TASK OBJECTIVE: Make an exact copy of the lines below.
[begin STORED ROWS]
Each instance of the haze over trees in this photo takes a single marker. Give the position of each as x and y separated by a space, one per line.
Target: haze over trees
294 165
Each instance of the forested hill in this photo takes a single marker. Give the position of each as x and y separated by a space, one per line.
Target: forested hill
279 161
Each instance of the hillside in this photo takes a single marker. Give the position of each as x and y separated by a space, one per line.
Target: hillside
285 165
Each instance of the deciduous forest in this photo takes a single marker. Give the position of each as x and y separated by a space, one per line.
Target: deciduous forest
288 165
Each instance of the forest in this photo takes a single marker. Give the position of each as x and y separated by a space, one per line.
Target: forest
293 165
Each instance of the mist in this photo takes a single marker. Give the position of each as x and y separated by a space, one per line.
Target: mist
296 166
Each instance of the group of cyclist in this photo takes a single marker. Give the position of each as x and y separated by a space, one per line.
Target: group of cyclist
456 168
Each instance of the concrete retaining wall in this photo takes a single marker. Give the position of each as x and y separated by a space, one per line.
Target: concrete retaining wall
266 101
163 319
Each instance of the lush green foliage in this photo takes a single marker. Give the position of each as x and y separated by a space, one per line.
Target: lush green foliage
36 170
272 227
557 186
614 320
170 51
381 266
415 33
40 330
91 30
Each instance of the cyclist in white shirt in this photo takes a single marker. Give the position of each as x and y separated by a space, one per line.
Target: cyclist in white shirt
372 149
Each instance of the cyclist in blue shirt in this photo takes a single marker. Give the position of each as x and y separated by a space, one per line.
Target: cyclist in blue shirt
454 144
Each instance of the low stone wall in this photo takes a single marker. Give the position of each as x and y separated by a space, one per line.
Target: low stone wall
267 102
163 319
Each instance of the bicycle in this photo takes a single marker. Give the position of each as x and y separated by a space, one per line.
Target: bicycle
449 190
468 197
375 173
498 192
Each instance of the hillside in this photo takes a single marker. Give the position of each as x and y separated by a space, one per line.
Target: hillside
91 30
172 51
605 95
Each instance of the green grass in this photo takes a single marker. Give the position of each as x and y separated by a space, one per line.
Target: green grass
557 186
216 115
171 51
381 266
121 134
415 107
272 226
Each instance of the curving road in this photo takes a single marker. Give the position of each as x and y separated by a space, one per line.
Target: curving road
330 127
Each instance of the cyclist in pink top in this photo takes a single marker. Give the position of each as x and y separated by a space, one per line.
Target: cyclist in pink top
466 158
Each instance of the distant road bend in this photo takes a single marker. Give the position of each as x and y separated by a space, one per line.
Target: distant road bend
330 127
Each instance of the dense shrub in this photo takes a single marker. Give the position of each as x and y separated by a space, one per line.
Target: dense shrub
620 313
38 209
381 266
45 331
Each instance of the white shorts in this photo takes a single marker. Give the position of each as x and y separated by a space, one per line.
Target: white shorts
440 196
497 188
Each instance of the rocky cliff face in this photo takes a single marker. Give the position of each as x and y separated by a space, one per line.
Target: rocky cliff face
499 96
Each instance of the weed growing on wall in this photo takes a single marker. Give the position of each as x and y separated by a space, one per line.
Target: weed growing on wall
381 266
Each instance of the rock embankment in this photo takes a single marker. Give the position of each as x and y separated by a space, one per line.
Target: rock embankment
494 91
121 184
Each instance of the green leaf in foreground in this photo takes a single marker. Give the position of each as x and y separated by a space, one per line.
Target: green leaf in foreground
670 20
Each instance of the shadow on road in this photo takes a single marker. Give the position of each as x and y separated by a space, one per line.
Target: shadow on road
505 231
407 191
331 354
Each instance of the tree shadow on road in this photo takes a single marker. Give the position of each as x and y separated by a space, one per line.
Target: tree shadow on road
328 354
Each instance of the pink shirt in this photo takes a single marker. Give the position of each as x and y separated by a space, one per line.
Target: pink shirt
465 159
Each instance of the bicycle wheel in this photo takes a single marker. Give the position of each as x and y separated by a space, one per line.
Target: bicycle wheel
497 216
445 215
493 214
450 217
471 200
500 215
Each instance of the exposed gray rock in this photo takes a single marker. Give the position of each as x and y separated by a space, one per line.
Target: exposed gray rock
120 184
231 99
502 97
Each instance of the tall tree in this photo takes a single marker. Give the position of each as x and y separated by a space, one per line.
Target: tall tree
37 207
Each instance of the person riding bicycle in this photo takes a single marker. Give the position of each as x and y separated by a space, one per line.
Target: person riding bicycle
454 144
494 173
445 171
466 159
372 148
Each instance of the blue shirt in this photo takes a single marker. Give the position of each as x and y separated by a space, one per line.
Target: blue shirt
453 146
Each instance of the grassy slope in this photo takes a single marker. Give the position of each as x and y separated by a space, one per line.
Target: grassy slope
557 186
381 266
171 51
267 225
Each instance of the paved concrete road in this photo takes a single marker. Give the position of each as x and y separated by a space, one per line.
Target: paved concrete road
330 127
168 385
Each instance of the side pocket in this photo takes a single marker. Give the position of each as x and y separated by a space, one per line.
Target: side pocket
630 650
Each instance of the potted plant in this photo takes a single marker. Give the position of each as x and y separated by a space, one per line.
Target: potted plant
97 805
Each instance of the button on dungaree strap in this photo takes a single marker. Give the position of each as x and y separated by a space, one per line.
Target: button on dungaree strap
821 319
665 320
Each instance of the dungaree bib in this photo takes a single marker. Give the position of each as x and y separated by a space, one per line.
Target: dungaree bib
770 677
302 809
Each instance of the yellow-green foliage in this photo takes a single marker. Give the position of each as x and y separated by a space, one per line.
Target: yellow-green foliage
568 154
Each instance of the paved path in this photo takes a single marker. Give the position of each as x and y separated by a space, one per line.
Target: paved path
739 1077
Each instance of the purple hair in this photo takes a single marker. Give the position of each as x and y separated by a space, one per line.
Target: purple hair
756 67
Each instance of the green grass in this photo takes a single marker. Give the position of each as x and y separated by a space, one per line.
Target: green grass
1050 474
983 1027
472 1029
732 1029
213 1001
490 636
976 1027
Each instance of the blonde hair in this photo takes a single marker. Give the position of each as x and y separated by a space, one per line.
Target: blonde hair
[end STORED ROWS]
PROBLEM SOLUTION:
Each instance of the haze over trees in this photo takes a single marker. Give the position of each as x and y separated by a space, one per line.
Target: haze over trees
294 165
Each instance of the forested hill in this photo takes a single marker. Give the position of each as x and y separated by a space, one per line.
Target: forested hill
279 161
Each instance of the hillside in this photo takes a single marker. Give the position of each as x and y separated by a space, one per line.
Target: hillside
285 165
Each instance of the deciduous forest in this photo takes a single marker. Give the position of each as x and y separated by a space, one per line.
Target: deciduous forest
288 165
Each instance of the forest in this photo takes a single marker. Give the position of each as x and y separated by a space, one per line.
Target: forest
293 165
Each instance of the mist in this photo takes a single marker. Give the position of each as x and y separated by a space, one per line.
Target: mist
296 166
Each instance of the group of cyclist in this photo takes a single marker. Give the position of each as x and y separated by a space, one per line.
Target: group of cyclist
456 168
Each instance of the concrete retaining wall in this photo takes a single marker. Give the position of each as x and y separated by a space, one per line.
Target: concrete retaining wall
266 101
163 319
Each instance of the lush green foliage in this photo takes a single marker. Give the position of each as x and y separated by a space, one per line.
Target: lush green foliage
36 170
272 227
557 186
614 320
170 51
381 266
415 33
40 330
91 30
Each instance of the cyclist in white shirt in this photo takes a single marker. Give the position of each as x and y separated by a space, one per line.
Target: cyclist in white shirt
372 149
Each instance of the cyclist in blue shirt in this photo takes a single marker. Give the position of each as x and y separated by a space, one per line.
Target: cyclist in blue shirt
454 144
Each instance of the low stone wall in this photo takes a single marker. Give the position of each as x and y separated by a space, one per line.
Target: low stone wall
267 102
163 319
Each instance of the bicycle in this photo takes a single marker. Give the position of each as x and y separated by a space, one per line.
Target: bicycle
449 190
468 197
375 173
498 192
Each instance of the hillside in this photo takes a single marker. Give the position of each as x and y separated by a space, one per line.
Target: hillside
91 30
172 51
605 95
Each instance of the green grass in this photo takes a single marker. Give the position of each as x and y separated by a space, one per line.
Target: green grass
557 186
216 115
171 51
381 266
121 134
415 107
272 226
Each instance of the curving road in this photo takes a single marker. Give the position of each as x and y separated by a space, one per line.
Target: curving road
330 127
Each instance of the cyclist in pink top in this photo takes a single marker. Give the position of each as x and y separated by a space, one per line.
Target: cyclist in pink top
466 158
Each instance of the distant road bend in this photo takes a single marker. Give the position of each as x and y separated by a space, one per line.
Target: distant road bend
330 127
Each instance of the dense shrub in this photo takes a single marker. Give the position of each as x and y separated by a space, one per line.
Target: dense shrub
620 313
38 209
381 266
45 331
Each instance of the white shorts in this photo takes a single marker. Give the position of each as x and y separated by a space, one per line.
Target: white shorts
440 196
497 188
Each instance of the rocky cliff face in this photo takes a single marker. Give the position of each as x and y separated by a space, one per line.
Target: rocky cliff face
499 96
Each instance of the weed growing on wall in this photo takes a single marker. Give the position of each as x and y separated by a space, one per line.
Target: weed growing on wall
381 266
Each instance of the rock embankment in this photo takes a single marker. Give the position of each as x and y separated by a space, one per line.
Target: rock embankment
494 91
121 184
Each instance of the green leaf in foreground in this photo takes a single marker. Give the position of each as x and y separated by a space, one per line.
Target: green leaf in foreground
670 20
Each instance of the shadow on road in this photo takes a single marker. Give the position of each as x and y separated by a space, one per line.
Target: shadow on road
505 231
407 191
331 354
Each instance of the tree shadow on road in this photo takes a single marker. Give the position of each as x and y separated by a space, one per line.
Target: tree shadow on road
328 354
Each instance of the pink shirt in this photo takes a single marker. Give the position of each as x and y separated by a space, one per line.
Target: pink shirt
465 159
Each instance of the bicycle wheel in this photo takes a single marker. Give the position of each as x and y separated by a space, one per line.
Target: bicycle wheel
497 216
445 215
493 214
450 217
471 200
500 215
Each instance of the exposed gray rock in this photo takes a single marker. Give the position of each as x and y separated by a space, one per line.
Target: exposed gray rock
120 184
231 99
502 97
Each instance of the tall tree in this photo takes a single marker. Give the position of each as x and y separated by a space, one per line.
Target: tall tree
37 207
Each instance of the person riding bicycle in this photo takes a single marker. Give the position of each as x and y separated by a space, one per line.
Target: person riding bicycle
454 144
494 173
445 171
466 159
372 148
Each instance of the blue shirt in this photo takes a single marker. Give the position of each as x and y separated by a space, one per line.
Target: blue shirt
453 146
Each instance of the grassy slope in this photo takes a single marker. Give the position of each as x and y separated by a space, one per line.
Target: grassy slope
557 186
381 266
171 51
267 225
Each instance of the paved concrete road in this photo takes a single marker. Give the position of each as x and y separated by a space, one per line.
Target: paved concrete road
330 127
168 385
Each instance of the side pocket in this photo takes a single marker. Give the position of each as x and y separated by a space, one per line.
Target: side pocket
630 650
Each instance of the potted plant in this photo takes a single marker. Give the position of each as x and y separated by a space, one per line.
Target: potted plant
97 805
Each instance of the button on dungaree strap in this photo takes a single marker. Give the position of each as x and y separated by a space, one per line.
Target: button on dungaree strap
821 319
665 320
Each instance of the dungaree bib in this photo takes a single marker. Give the position of each as x and y separated by a space, one per line.
Target: dungaree bib
770 677
302 809
Each instance of the yellow-green foliage in this photo takes a single marker. Give the position of each as x and y separated by a space, one per line.
Target: yellow-green foliage
568 154
Each instance of the paved path in this photo takes a single marker. Give the position of each as x and y separated by a space, one per line.
Target: paved path
739 1077
Each instance of the purple hair in this photo takes a single marker. Give the position of each as x and y separated by a space, one per line.
Target: purple hair
756 67
Each instance of the green grass in this photo takes a single marker. Give the position of each as x and y separated by a space, one per line.
Target: green grass
1050 474
983 1027
472 1029
732 1029
213 1001
490 636
976 1027
Each instance of the blonde hair in this photo takes a single marker. Give the position of each as x and y separated by a space, one per line.
Target: blonde hair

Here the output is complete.